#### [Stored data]
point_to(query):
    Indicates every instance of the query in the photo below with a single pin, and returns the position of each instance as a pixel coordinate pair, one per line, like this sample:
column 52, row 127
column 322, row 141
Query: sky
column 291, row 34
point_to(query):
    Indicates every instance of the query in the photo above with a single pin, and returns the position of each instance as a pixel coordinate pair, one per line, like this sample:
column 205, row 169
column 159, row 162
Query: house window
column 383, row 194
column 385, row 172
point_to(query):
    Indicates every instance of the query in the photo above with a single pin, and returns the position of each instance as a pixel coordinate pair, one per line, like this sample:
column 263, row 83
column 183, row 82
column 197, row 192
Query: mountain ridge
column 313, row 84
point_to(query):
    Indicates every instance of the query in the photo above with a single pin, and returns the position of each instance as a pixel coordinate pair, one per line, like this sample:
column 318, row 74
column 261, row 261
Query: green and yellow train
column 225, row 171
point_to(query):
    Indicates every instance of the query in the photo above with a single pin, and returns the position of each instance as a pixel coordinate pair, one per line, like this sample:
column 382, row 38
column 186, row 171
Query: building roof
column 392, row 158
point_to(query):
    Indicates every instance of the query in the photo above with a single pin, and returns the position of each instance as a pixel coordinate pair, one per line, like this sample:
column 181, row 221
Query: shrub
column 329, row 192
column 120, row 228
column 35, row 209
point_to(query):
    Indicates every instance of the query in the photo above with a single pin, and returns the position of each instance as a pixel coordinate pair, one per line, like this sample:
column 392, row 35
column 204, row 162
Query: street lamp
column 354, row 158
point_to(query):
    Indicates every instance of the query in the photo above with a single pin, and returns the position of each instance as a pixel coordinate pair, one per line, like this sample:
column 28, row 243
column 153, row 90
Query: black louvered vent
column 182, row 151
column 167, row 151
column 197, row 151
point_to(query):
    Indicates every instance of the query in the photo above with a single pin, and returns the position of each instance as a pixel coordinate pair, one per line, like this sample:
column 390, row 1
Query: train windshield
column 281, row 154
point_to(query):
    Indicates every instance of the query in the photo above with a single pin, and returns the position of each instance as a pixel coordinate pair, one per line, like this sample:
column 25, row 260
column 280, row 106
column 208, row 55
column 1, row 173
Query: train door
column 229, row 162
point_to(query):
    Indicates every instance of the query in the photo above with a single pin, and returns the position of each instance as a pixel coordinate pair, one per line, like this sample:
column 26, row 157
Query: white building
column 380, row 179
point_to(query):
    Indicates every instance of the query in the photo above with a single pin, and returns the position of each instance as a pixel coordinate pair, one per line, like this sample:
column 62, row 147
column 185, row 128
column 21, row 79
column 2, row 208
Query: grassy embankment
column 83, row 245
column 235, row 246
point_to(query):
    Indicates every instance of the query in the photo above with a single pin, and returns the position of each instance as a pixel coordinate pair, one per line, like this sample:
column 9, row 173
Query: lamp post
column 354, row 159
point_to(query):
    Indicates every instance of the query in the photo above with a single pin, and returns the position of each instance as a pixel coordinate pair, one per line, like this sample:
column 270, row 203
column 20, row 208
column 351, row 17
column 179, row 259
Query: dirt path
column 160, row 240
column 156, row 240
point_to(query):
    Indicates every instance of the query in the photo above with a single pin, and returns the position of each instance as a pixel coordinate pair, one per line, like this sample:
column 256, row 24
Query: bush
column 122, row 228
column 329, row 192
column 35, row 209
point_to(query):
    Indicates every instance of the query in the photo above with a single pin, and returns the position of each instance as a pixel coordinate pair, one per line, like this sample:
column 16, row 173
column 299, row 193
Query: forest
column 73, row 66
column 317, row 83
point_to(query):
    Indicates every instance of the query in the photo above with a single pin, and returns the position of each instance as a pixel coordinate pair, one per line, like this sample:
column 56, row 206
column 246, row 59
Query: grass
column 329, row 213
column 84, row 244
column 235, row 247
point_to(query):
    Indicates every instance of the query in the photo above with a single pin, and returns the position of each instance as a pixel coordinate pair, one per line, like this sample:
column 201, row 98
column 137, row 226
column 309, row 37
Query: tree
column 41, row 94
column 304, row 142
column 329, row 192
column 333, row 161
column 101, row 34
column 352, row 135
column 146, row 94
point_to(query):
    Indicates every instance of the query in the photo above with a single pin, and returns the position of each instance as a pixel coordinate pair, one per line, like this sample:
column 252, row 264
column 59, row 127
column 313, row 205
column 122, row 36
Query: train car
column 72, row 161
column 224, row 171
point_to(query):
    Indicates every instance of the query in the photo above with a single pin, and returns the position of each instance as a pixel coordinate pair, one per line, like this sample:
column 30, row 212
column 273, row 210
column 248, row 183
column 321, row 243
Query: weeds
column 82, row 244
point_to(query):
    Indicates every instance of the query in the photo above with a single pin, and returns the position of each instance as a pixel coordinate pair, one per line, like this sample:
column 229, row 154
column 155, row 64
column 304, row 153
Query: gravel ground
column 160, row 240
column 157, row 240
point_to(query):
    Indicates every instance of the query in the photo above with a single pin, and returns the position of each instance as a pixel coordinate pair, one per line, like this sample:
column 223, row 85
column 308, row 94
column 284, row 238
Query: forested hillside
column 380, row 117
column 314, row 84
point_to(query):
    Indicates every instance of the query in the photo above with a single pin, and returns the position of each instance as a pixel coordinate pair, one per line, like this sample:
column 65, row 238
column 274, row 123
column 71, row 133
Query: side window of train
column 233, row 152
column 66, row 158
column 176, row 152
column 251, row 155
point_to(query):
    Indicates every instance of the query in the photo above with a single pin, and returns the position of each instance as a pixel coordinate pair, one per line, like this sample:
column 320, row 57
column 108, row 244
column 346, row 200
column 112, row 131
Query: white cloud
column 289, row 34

#### [The problem]
Reproduce all the records, exactly and in full.

#### [Response]
point_to(query):
    Indicates every instance of the query in the photo below with a single pin, and returns the position of each instance as a pixel coordinate pair, one per line, like this sample:
column 52, row 127
column 322, row 141
Query: sky
column 291, row 34
point_to(query):
    Indicates every instance of the query in the photo above with a single pin, and returns the position of each instance as a pixel coordinate pair, one per line, like this sample:
column 205, row 169
column 159, row 162
Query: house window
column 383, row 194
column 385, row 172
point_to(query):
    Indicates every instance of the query in the photo above with a single pin, and returns the position of each instance as a pixel coordinate pair, one per line, like this sample:
column 263, row 83
column 183, row 82
column 197, row 192
Query: mountain ridge
column 313, row 84
point_to(query):
    Indicates every instance of the query in the photo above with a single pin, and returns the position of each instance as a pixel coordinate pair, one per line, like this sample:
column 318, row 74
column 261, row 261
Query: green and yellow train
column 225, row 171
point_to(query):
    Indicates every instance of the query in the photo above with a single pin, and returns the position of each instance as a pixel coordinate pair, one per line, like this sample:
column 382, row 38
column 186, row 171
Query: building roof
column 392, row 158
point_to(query):
    Indicates every instance of the query in the photo above with a single pin, and returns the position of each instance as a pixel coordinate pair, one per line, like this sample:
column 181, row 221
Query: shrub
column 329, row 192
column 120, row 228
column 35, row 209
point_to(query):
    Indicates every instance of the query in the photo above with a single pin, and returns the position of each instance as a pixel coordinate pair, one per line, like this sample:
column 392, row 35
column 204, row 162
Query: street lamp
column 354, row 158
point_to(query):
    Indicates every instance of the query in the photo above with a single pin, and returns the position of each instance as a pixel coordinate pair, one per line, like this sample:
column 28, row 243
column 153, row 90
Query: black louvered vent
column 182, row 151
column 167, row 151
column 197, row 151
point_to(query):
    Indicates every instance of the query in the photo above with a single pin, and returns the position of each instance as a pixel coordinate pair, one per line, like this sample:
column 390, row 1
Query: train windshield
column 281, row 154
point_to(query):
    Indicates every instance of the query in the photo above with a single pin, and returns the position of each instance as a pixel coordinate pair, one per line, like this sample:
column 25, row 260
column 280, row 106
column 208, row 55
column 1, row 173
Query: train door
column 229, row 162
point_to(query):
    Indicates every instance of the query in the photo above with a single pin, and returns the position of each instance as a pixel coordinate pair, one per line, like this sample:
column 26, row 157
Query: white building
column 380, row 179
point_to(query):
    Indicates every instance of the query in the photo above with a single pin, and returns the position of each instance as a pixel coordinate pair, one per line, like this sample:
column 62, row 147
column 185, row 128
column 21, row 79
column 2, row 208
Query: grassy embankment
column 83, row 245
column 235, row 246
point_to(query):
    Indicates every instance of the query in the photo above with a single pin, and returns the position of each instance as a pixel coordinate pair, one per line, like this sample:
column 9, row 173
Query: lamp post
column 354, row 159
point_to(query):
    Indicates every instance of the query in the photo above with a single pin, and returns the position of each instance as a pixel coordinate pair, one per line, like this sample:
column 270, row 203
column 20, row 208
column 351, row 17
column 179, row 259
Query: dirt path
column 160, row 240
column 156, row 240
point_to(query):
    Indicates every instance of the query in the photo above with a single pin, and returns the position of each instance as a pixel coordinate pair, one per line, like this sample:
column 256, row 24
Query: bush
column 122, row 228
column 329, row 192
column 35, row 209
point_to(query):
    Indicates every instance of the query in the photo above with a single pin, and returns the position of each instance as a pixel coordinate pair, one per line, like this sample:
column 16, row 173
column 299, row 193
Query: forest
column 73, row 66
column 317, row 83
point_to(query):
    Indicates every instance of the query in the photo above with a single pin, and returns the position of each instance as a pixel coordinate pair, one per line, like this sample:
column 56, row 206
column 246, row 59
Query: grass
column 329, row 213
column 84, row 244
column 235, row 247
point_to(query):
    Indicates every instance of the query in the photo above with a single pin, and returns the position of each instance as a pixel coordinate pair, one per line, like this sample:
column 201, row 98
column 137, row 226
column 309, row 37
Query: tree
column 41, row 94
column 304, row 142
column 329, row 192
column 333, row 161
column 101, row 34
column 352, row 135
column 146, row 94
point_to(query):
    Indicates every instance of the query in the photo above with a single pin, and returns the position of each instance as a pixel coordinate pair, one per line, like this sample:
column 252, row 264
column 59, row 127
column 313, row 205
column 122, row 36
Query: train car
column 72, row 161
column 224, row 171
point_to(query):
    Indicates every instance of the query in the photo above with a single pin, and returns the position of each instance as a pixel coordinate pair, one per line, like this sample:
column 30, row 212
column 273, row 210
column 248, row 183
column 321, row 243
Query: weeds
column 82, row 244
point_to(query):
    Indicates every instance of the query in the photo above with a single pin, and returns the position of each instance as a pixel coordinate pair, one per line, like this sample:
column 229, row 154
column 155, row 64
column 304, row 153
Query: gravel ground
column 160, row 240
column 157, row 240
point_to(query):
    Indicates every instance of the query in the photo above with a single pin, and returns the position of each instance as a pixel coordinate pair, one per line, like this sample:
column 223, row 85
column 308, row 94
column 284, row 238
Query: forested hillside
column 380, row 117
column 314, row 84
point_to(query):
    Indicates every instance of the query in the photo above with a single pin, and returns the position of each instance as a pixel coordinate pair, one per line, like this sample:
column 65, row 238
column 274, row 123
column 71, row 133
Query: side window of train
column 233, row 152
column 66, row 158
column 176, row 152
column 251, row 155
point_to(query):
    Indicates every instance of the query in the photo above with a single pin, and returns the position of each instance as a pixel coordinate pair, one per line, like this sample:
column 320, row 57
column 108, row 244
column 346, row 200
column 112, row 131
Query: white cloud
column 289, row 34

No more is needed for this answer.